Set problem:
Please reproduce each of the lines that follow word for word, changing nothing.

─── Records shown

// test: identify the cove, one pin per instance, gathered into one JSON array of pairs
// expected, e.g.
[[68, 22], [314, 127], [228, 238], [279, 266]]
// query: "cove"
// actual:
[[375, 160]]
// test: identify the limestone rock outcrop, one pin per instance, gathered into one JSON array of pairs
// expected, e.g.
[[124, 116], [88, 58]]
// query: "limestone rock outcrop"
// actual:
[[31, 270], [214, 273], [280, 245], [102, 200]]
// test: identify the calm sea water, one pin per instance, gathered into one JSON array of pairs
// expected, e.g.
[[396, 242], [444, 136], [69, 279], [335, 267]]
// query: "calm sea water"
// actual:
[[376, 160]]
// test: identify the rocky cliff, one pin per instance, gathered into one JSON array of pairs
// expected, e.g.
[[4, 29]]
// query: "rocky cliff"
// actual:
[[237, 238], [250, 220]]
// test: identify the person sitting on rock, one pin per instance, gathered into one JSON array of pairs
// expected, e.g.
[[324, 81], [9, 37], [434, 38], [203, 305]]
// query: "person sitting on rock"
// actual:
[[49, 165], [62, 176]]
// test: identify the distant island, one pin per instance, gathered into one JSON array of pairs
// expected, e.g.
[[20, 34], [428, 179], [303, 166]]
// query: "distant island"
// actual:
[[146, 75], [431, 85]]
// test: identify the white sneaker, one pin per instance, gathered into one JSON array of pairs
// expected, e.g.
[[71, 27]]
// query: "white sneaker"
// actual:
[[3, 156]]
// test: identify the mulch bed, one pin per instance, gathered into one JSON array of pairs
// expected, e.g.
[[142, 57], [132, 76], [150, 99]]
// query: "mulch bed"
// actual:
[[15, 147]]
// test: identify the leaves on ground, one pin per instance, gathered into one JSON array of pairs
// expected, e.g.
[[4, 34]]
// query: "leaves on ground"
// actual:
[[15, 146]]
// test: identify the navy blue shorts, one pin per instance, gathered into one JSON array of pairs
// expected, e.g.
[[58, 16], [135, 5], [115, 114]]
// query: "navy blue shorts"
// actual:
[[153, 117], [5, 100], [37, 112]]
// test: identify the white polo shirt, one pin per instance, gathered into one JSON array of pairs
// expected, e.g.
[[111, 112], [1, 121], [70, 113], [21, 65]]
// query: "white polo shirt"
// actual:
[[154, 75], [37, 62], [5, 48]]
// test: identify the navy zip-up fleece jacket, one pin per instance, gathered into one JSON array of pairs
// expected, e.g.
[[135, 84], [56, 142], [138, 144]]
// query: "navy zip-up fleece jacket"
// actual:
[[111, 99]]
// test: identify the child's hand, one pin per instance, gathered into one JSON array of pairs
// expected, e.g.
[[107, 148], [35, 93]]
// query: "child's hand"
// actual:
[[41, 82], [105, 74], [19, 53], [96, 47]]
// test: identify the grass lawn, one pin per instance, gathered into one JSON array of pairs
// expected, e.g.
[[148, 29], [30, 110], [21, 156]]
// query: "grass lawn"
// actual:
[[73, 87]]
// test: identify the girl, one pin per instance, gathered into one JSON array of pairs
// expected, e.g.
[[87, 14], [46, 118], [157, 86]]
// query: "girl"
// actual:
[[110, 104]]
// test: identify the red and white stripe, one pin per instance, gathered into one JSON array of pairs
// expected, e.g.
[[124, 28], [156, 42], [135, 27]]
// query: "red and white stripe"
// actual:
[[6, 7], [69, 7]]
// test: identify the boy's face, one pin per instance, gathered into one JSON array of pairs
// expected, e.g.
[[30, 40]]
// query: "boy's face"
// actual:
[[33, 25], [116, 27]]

──────

Result:
// test: identify the cove, one pin per instance, gathered into one JSON array of pairs
// expected, e.g.
[[68, 22], [314, 127], [228, 238], [279, 266]]
// query: "cove"
// actual:
[[375, 160]]
// test: identify the limestone rock outcrop, one pin per instance, gathered into one JSON array of pairs
// expected, e.g.
[[124, 116], [88, 58]]
// query: "limestone rock outcrop"
// actual:
[[31, 270], [214, 273], [280, 245], [102, 200]]
// test: identify the calm sea water, one pin per instance, gathered into one JSON array of pairs
// expected, e.g.
[[396, 242], [444, 136], [69, 279], [335, 267]]
// query: "calm sea water"
// actual:
[[376, 160]]
// test: identify the rocky cliff, one pin per instance, gathered into one JSON array of pairs
// expected, e.g.
[[4, 29]]
// query: "rocky cliff"
// actual:
[[237, 238], [250, 220]]
// test: identify the person sitting on rock, one pin per instance, gathered into one JSON array of pairs
// expected, e.g.
[[324, 81], [9, 37], [434, 38], [203, 305]]
// query: "person sitting on rock"
// actual:
[[49, 165], [62, 176]]
// test: identify the distant island, one pin per instance, gathered into one JSON array of pairs
// expected, e.g.
[[20, 34], [428, 179], [303, 166]]
// query: "distant island"
// actual:
[[146, 75], [431, 85]]
// test: identify the white sneaker, one pin per instance, gathered into one JSON array of pairs
// expected, e.g.
[[71, 27]]
// query: "white sneaker"
// actual:
[[3, 156]]
// test: identify the mulch bed, one pin per instance, gathered into one JSON array of pairs
// expected, e.g.
[[142, 57], [132, 76], [150, 99]]
// query: "mulch bed"
// actual:
[[15, 147]]
// test: identify the leaves on ground, one pin per instance, gathered into one JSON array of pairs
// expected, e.g.
[[4, 34]]
// query: "leaves on ground"
// actual:
[[15, 146]]
// test: identify the navy blue shorts, one pin per instance, gathered into one JSON array of pairs
// expected, e.g.
[[58, 16], [135, 5], [115, 114]]
// query: "navy blue shorts"
// actual:
[[153, 117], [5, 100], [37, 112]]
// test: identify the white polo shirt, one pin per instance, gathered into one JSON array of pairs
// expected, e.g.
[[111, 112], [1, 121], [70, 113], [21, 65]]
// query: "white polo shirt"
// actual:
[[154, 75], [37, 62], [5, 48]]
// test: identify the navy zip-up fleece jacket, one pin per instance, gathered into one JSON array of pairs
// expected, e.g.
[[135, 84], [56, 142], [138, 144]]
// query: "navy zip-up fleece jacket"
// actual:
[[111, 99]]
// test: identify the child's hand, one pin per instance, gathered into one JSON array of pairs
// expected, e.g.
[[107, 148], [35, 93]]
// query: "child's hand"
// actual:
[[41, 82], [105, 74], [19, 53], [96, 47]]
// test: identify the grass lawn, one pin per instance, gathered into one JSON array of pairs
// expected, e.g.
[[148, 29], [30, 110], [21, 156]]
// query: "grass lawn"
// actual:
[[73, 87]]
// test: identify the girl, one pin per instance, gathered into one JSON array of pairs
// expected, e.g.
[[87, 14], [46, 118], [157, 86]]
// query: "girl"
// actual:
[[110, 104]]
// test: identify the red and white stripe, one pin per instance, gathered into one JSON array of pairs
// expected, e.g.
[[124, 28], [156, 42], [135, 27]]
// query: "red and white stripe"
// actual:
[[6, 7], [69, 7]]
// test: identify the boy's face, one pin per instance, gathered into one JSON array of pairs
// expected, e.g.
[[30, 40]]
// query: "boy's face"
// actual:
[[33, 25], [116, 27]]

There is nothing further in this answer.